§ CONSIGNE 1
Repérez toutes les lignes de la liste qui contiennent le mot « bathroom », puis recopiez-les.
──────── EXTRAIT CHOISI ────────
Production de contre-saison dans les Cascades: une campagne sèche sous menace terroriste

La riziculture s’est développée à la plaine de Douna.

Les Cascades ploient sous le joug des terroristes mais refusent de tomber. En dépit de ce contexte difficile, la région aura son mot à dire à l’heure du bilan de la campagne sèche de 2023. Une visite dans les plaines aménagées de Nafona et de Douna montre une forme de résilience des producteurs.

Une route poussiéreuse nous mène ce jeudi 16 février 2023 à Nafona, au secteur 10 de Banfora, chef-lieu de la région des Cascades. Entre les concessions et les champs de canne à sucre, est nichée une plaine aménagée abritant plusieurs champs. Ses occupants sont à l’ouvrage. Les uns arrosent leurs cultures, d’autres arrachent les mauvaises herbes. Certains mêmes récoltent. A l’entame de notre visite, notre guide, Salia Sirima, enfourche sa mobylette et prend la direction de sa ferme.

Un espace verdoyant et humide où se mêlent toutes sortes de cultures : maïs, patate douce, piment, aubergine, oignon, tomate. A première vue, ce site de production agricole donne l’impression d’être en campagne humide. Mais non, c’est la campagne sèche. Salia Sirima, l’un des premiers occupants du site, nous fait découvrir sa ferme. Un champ de 3 ha, composé de 0,5 ha de maïs, 0,5 ha de piment, 1 ha d’oignon, 0,5 ha de concombre et 0,5 ha d’aubergine.Le piment est à maturité. C’est la récolte. Des femmes, recrutées à cet effet, s’acquittent de cette tâche. A ce qui se dit, il est, de nos jours, un produit très recherché et sa production est fort rentable.

D’une exploitation à une autre, les cultures affichent une belle allure. Aziz Tou, producteur venu du village de Djongolo, exploite un champ de 3 ha attenant à celui de Salia Sirima. Le chou, la tomate, le piment et l’oignon se disputent l’espcace. « Je compte engranger au minimum 12 millions F CFA à la vente de mes productions », note-t-il. Des champs situés vers la source d’eau, une rivière intarissable selon les indiscrétions, sont aussi fascinants les uns que les autres. Un groupe de femmes, pagnes bien noués autour des reins, s’active à désherber une parcelle d’oignon sur laquelle se hissent également des plants de maïs. Les travaux se déroulent dans une bonne ambiance sous la houlette de Tiacoumbié Sirima, le propriétaire de la ferme.

Pour la présente campagne, il n’a pas fait dans la demi-mesure. Son champ a une superficie de 7 ha dont la moitié est emblavée de maïs. En plus de la production céréalière, Tiacoumbié Sirima excelle dans le maraîchage. Il exploite 2 ha d’oignon, 1 ha de piment, de l’aubergine et du concombre. « J’emploie 25 femmes par jour et chacune est payée à 1000 F CFA la journée », indique-t-il.
──────── LIGNES ENREGISTRÉES ────────
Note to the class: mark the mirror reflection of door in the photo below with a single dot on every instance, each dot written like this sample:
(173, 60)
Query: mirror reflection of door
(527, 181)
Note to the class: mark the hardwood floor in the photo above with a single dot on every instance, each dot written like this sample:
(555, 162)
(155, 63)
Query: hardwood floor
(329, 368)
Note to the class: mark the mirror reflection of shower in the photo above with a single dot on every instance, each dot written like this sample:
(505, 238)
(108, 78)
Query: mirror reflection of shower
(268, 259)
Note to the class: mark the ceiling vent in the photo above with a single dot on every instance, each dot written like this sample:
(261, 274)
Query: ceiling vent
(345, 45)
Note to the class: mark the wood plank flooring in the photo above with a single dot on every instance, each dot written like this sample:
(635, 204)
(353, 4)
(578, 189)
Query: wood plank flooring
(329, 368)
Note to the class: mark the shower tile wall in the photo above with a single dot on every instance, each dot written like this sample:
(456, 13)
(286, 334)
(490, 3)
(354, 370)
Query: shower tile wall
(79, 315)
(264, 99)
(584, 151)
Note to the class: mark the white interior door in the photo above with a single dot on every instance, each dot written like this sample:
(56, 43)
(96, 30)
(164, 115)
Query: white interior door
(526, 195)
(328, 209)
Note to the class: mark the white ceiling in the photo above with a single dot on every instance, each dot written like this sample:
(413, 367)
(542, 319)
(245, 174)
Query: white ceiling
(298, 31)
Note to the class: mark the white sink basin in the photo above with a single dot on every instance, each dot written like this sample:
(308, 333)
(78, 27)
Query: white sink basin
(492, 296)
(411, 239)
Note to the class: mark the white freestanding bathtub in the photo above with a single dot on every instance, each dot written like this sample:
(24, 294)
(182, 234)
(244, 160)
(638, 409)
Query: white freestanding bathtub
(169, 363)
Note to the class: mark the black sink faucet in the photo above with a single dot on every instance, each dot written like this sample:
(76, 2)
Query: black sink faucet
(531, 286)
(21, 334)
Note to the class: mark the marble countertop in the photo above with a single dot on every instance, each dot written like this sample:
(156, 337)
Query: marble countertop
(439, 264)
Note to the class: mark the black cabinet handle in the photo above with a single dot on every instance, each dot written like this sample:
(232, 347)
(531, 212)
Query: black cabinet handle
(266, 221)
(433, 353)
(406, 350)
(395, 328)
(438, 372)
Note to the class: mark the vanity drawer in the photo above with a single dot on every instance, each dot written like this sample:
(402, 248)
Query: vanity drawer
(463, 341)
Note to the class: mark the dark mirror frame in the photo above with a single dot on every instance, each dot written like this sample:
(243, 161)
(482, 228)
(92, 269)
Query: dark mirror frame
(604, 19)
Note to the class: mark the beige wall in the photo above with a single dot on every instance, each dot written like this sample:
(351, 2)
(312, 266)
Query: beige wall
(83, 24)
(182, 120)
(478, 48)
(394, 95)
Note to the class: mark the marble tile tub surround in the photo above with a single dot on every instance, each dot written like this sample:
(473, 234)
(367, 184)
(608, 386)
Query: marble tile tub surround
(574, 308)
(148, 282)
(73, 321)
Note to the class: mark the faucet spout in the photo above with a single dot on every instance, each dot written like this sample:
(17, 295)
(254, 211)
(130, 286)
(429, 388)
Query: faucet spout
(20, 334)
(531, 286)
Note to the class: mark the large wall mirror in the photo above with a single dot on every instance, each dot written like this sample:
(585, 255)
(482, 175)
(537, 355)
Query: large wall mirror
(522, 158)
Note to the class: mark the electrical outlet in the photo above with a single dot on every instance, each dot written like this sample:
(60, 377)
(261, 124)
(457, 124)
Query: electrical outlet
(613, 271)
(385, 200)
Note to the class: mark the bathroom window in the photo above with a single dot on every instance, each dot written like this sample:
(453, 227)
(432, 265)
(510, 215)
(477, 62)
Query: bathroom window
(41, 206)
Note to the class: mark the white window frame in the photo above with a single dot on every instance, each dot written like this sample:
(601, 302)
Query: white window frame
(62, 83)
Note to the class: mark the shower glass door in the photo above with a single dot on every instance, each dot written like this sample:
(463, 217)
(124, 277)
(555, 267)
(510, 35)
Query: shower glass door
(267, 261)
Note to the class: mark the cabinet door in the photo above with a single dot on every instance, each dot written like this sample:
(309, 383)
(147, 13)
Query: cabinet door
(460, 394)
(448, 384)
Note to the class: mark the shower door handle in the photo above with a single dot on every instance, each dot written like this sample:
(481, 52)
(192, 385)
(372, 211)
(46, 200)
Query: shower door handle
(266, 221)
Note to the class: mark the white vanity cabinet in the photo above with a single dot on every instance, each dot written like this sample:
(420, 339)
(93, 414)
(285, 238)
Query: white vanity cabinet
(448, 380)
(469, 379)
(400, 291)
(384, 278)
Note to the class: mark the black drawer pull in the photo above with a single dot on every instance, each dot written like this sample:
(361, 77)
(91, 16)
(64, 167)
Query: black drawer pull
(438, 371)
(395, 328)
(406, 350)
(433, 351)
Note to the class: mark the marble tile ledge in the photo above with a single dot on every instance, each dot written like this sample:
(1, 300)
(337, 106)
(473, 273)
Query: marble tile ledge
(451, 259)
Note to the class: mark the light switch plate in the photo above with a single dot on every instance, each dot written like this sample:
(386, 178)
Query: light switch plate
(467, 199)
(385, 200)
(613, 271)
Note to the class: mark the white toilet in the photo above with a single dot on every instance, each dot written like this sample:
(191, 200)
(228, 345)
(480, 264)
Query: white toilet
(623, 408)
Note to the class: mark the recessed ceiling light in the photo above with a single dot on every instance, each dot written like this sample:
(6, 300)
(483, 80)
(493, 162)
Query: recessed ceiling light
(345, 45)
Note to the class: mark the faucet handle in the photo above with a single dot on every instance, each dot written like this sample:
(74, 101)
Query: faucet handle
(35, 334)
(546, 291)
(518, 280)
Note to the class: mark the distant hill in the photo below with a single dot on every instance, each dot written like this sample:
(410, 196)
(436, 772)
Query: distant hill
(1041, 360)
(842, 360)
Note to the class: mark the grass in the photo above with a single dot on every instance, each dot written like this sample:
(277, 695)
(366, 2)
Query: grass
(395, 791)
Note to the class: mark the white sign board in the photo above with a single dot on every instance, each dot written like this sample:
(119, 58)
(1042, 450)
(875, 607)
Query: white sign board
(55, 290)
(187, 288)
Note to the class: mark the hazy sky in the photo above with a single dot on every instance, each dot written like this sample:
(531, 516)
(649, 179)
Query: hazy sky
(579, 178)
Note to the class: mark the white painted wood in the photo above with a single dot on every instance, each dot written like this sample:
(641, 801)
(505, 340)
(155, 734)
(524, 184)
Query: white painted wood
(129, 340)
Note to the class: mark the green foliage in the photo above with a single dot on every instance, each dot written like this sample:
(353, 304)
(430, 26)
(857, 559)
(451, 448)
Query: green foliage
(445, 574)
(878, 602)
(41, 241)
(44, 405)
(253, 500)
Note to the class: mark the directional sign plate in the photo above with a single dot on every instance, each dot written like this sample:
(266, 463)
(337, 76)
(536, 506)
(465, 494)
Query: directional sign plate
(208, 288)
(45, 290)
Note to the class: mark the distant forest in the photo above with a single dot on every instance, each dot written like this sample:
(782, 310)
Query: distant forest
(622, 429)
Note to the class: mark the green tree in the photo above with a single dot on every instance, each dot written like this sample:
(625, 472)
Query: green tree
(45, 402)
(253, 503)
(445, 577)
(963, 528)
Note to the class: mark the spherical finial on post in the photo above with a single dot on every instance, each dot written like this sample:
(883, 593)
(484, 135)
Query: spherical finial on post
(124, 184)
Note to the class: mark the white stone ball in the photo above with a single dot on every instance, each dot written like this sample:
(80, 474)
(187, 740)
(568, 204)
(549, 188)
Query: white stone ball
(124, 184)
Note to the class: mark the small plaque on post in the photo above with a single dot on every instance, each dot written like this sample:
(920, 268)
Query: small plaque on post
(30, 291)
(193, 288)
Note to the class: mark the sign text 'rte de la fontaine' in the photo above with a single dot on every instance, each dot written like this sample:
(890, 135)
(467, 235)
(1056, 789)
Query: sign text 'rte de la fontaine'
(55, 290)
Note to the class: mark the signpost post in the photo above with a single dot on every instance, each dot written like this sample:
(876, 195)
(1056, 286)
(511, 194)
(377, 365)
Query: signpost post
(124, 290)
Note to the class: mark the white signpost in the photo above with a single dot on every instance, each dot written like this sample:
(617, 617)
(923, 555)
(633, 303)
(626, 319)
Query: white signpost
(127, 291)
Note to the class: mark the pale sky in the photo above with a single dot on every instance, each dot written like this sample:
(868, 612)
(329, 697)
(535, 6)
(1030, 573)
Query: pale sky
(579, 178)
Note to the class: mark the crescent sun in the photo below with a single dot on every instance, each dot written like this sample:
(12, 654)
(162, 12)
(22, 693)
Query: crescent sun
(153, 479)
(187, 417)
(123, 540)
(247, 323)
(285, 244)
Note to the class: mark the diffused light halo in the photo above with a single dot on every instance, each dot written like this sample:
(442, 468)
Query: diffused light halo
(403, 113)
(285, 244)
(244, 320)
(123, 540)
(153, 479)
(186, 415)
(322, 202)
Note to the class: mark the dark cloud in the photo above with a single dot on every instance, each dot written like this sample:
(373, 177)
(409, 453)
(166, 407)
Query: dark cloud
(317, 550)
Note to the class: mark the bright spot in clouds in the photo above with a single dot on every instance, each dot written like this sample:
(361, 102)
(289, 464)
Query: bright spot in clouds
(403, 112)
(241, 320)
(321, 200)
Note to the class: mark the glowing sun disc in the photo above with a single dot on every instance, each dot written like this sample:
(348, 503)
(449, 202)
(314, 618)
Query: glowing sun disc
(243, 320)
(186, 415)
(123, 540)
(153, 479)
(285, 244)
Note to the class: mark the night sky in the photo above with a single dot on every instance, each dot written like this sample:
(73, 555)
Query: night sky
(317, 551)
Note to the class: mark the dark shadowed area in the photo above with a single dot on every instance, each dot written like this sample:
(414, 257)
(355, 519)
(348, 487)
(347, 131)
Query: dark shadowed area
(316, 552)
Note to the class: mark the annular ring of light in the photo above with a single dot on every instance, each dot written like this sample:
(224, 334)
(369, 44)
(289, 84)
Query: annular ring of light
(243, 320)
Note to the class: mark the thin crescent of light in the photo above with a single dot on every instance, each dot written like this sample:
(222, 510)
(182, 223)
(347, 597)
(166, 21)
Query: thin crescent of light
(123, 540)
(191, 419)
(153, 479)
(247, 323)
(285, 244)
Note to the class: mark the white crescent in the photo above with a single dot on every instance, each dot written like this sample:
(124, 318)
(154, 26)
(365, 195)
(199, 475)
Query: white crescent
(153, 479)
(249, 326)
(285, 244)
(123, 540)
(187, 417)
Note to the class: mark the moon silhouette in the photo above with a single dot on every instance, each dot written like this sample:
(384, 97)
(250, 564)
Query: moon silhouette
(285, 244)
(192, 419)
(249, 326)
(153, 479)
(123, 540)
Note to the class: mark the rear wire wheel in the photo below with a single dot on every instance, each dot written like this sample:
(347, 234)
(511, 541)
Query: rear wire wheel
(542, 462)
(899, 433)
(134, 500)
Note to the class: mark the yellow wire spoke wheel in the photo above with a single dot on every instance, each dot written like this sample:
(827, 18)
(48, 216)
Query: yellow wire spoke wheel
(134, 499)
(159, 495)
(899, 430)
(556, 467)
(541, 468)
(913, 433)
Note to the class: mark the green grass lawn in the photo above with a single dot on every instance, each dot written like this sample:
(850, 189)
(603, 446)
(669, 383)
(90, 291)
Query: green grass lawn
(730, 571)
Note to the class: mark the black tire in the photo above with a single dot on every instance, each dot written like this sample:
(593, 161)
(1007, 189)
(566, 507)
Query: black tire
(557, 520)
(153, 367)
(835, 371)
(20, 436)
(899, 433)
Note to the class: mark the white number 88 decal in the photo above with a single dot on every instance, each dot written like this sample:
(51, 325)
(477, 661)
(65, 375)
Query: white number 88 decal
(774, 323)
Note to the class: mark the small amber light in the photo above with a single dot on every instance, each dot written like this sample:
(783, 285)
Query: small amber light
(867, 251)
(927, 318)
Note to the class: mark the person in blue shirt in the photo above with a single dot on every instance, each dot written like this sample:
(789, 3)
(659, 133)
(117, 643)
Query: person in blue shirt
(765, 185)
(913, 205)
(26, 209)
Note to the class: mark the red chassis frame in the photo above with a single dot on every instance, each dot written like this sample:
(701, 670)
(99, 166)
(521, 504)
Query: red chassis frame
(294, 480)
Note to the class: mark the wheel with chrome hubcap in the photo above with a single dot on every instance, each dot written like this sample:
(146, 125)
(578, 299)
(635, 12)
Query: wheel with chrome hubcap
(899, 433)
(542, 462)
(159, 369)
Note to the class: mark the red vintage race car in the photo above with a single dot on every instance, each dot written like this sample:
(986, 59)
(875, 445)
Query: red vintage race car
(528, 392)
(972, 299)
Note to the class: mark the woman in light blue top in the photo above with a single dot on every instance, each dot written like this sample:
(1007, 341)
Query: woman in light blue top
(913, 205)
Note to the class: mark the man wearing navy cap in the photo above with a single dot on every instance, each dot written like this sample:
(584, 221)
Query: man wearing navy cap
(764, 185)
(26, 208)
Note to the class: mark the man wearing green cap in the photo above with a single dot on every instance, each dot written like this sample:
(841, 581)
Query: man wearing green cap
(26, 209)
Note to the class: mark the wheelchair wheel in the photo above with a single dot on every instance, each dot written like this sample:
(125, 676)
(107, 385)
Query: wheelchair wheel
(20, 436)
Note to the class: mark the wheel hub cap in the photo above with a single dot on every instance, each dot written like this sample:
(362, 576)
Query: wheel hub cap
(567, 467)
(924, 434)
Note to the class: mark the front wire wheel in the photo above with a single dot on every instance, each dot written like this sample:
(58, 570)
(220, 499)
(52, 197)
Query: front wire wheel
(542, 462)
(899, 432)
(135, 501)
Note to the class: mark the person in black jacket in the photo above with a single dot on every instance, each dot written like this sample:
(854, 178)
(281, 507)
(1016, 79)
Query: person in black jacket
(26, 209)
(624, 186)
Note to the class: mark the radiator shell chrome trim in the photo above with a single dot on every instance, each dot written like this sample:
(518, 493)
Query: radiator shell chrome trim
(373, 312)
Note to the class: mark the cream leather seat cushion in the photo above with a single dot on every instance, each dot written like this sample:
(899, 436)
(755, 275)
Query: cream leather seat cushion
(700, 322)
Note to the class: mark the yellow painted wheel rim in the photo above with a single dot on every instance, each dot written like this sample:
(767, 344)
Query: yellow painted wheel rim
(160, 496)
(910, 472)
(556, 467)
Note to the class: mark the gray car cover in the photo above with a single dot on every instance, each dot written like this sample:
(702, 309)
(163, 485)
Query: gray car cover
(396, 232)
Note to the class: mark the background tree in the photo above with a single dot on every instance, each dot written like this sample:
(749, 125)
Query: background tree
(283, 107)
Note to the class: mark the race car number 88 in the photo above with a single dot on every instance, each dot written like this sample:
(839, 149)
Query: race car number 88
────────
§ CONSIGNE 2
D'après l'article ci-dessus sur la contre-saison dans les Cascades, quelles cultures composent le champ de 3 ha de Salia Sirima ?

§ CORRIGÉ 1
Note to the class: mark the bathroom window in the photo above with a single dot on every instance, each dot written like this sample:
Query: bathroom window

§ CORRIGÉ 2
Maïs, piment, oignon, concombre, aubergine.